_Records shown_.
━━━━━━━━━━━━━━━━
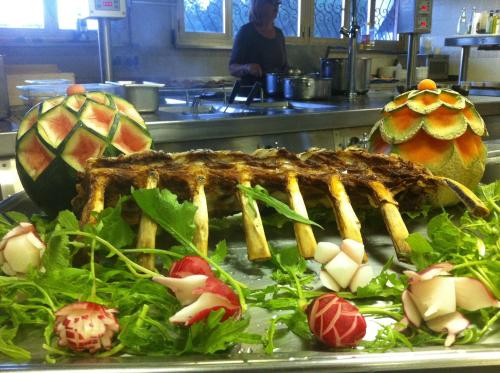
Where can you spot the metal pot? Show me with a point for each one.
(274, 84)
(336, 69)
(307, 87)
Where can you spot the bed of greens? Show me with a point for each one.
(139, 314)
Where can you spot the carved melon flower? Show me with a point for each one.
(437, 128)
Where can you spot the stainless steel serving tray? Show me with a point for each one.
(292, 354)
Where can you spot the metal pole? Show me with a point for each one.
(411, 61)
(464, 64)
(352, 57)
(104, 41)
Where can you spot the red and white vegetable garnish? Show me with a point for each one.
(190, 265)
(433, 295)
(213, 296)
(343, 266)
(86, 326)
(196, 287)
(20, 250)
(183, 288)
(336, 322)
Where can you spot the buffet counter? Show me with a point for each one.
(335, 123)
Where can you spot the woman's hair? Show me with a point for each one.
(254, 14)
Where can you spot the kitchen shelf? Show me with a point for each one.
(466, 42)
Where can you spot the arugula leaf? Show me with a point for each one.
(261, 194)
(10, 349)
(162, 206)
(213, 334)
(57, 254)
(420, 250)
(220, 252)
(114, 228)
(68, 220)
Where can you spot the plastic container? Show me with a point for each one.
(32, 94)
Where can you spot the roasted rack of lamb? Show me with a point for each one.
(335, 179)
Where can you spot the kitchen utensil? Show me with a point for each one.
(336, 68)
(232, 96)
(307, 87)
(256, 89)
(274, 84)
(386, 72)
(144, 96)
(4, 96)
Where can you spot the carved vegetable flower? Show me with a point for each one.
(437, 128)
(86, 326)
(195, 286)
(433, 296)
(343, 267)
(335, 321)
(20, 250)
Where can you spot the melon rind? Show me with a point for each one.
(28, 121)
(124, 129)
(129, 110)
(450, 129)
(75, 102)
(460, 100)
(99, 118)
(85, 141)
(474, 120)
(393, 135)
(32, 155)
(99, 97)
(51, 103)
(397, 102)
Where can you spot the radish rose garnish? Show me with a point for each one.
(195, 287)
(335, 321)
(343, 266)
(86, 326)
(190, 265)
(433, 296)
(20, 250)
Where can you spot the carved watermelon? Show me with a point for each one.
(438, 128)
(57, 136)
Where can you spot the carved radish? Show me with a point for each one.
(343, 266)
(86, 326)
(183, 288)
(213, 296)
(196, 288)
(336, 322)
(20, 250)
(190, 265)
(433, 296)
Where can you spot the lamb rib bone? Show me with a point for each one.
(146, 236)
(322, 174)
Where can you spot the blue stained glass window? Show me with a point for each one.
(287, 21)
(68, 12)
(204, 16)
(14, 14)
(384, 18)
(328, 18)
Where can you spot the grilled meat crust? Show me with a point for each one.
(223, 170)
(210, 179)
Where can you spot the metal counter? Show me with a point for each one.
(322, 124)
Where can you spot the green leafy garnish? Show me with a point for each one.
(259, 193)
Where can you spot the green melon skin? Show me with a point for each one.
(50, 153)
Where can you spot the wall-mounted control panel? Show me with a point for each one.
(107, 9)
(414, 16)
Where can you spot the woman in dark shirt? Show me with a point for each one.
(259, 46)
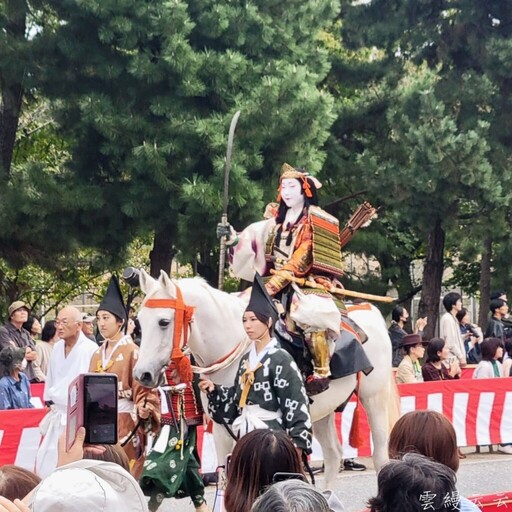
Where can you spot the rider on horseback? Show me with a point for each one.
(298, 242)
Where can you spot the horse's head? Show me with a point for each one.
(157, 330)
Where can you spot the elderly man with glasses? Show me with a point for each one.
(70, 357)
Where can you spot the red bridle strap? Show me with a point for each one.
(182, 319)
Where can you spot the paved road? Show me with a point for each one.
(478, 474)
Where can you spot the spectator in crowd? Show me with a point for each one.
(399, 317)
(409, 370)
(495, 327)
(88, 485)
(449, 326)
(137, 332)
(13, 333)
(256, 458)
(415, 484)
(472, 336)
(269, 389)
(109, 453)
(507, 363)
(498, 294)
(88, 326)
(490, 366)
(33, 326)
(506, 320)
(137, 405)
(14, 385)
(70, 357)
(44, 347)
(431, 434)
(16, 482)
(435, 367)
(291, 496)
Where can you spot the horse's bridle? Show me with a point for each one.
(182, 322)
(182, 319)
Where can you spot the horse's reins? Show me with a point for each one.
(182, 320)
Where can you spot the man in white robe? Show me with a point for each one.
(70, 357)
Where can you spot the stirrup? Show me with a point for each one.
(316, 385)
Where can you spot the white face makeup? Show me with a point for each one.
(291, 193)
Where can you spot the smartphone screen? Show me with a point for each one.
(100, 409)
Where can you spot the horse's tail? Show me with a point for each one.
(393, 402)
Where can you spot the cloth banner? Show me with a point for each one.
(480, 410)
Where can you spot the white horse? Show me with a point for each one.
(217, 341)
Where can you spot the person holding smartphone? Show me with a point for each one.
(138, 407)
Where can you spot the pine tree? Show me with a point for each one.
(435, 148)
(145, 91)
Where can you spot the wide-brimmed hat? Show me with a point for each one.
(412, 339)
(89, 485)
(17, 304)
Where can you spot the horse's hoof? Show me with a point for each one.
(316, 385)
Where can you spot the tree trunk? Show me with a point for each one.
(485, 283)
(12, 89)
(432, 278)
(163, 251)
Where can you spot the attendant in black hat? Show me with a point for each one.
(409, 369)
(268, 391)
(118, 354)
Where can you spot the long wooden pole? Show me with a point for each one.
(334, 290)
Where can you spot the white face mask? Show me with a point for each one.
(291, 192)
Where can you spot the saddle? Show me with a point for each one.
(348, 358)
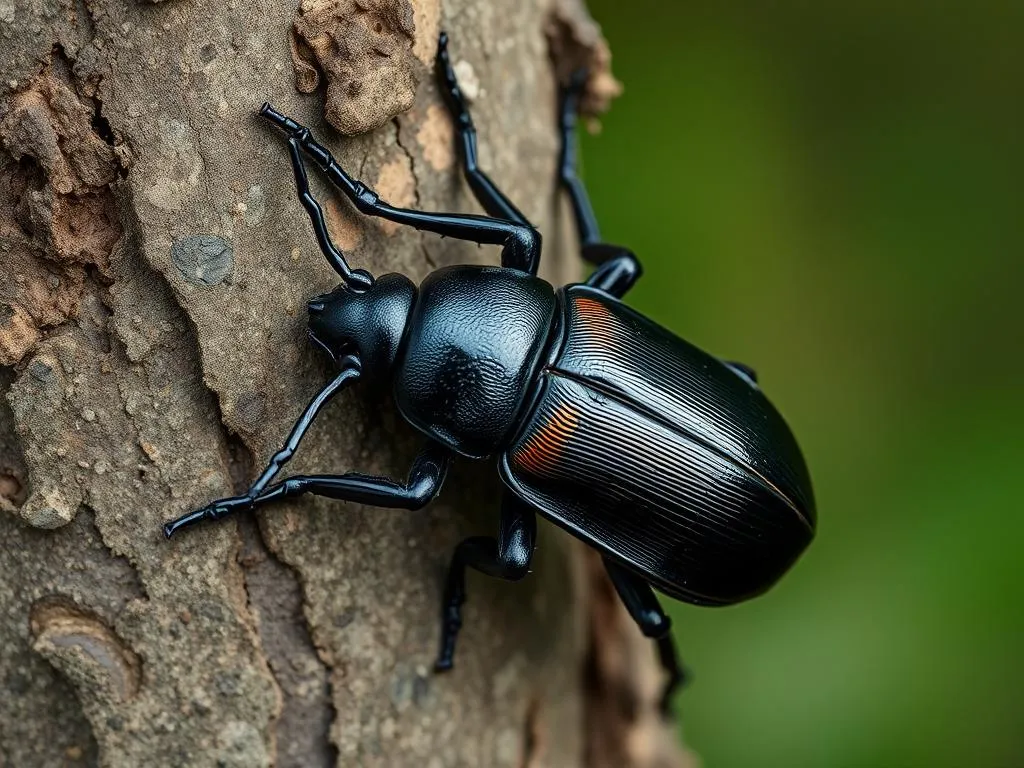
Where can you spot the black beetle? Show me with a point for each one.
(667, 460)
━━━━━━━━━━━━━━━━
_Short problem_. Format everything from the line containing "Where can you spot the saddle?" down to the end of the data as a Markdown table with two columns, Number and Line. Give one row per line, skip blank lines, and leave the pictures out.

_Written solution_.
| Number | Line |
|---|---|
| 1 | Where can you spot the saddle? Show me with a point for each one. |
| 2 | (348, 358) |
| 3 | Where can you spot the black beetle? Show me with a point for each one. |
| 4 | (667, 460) |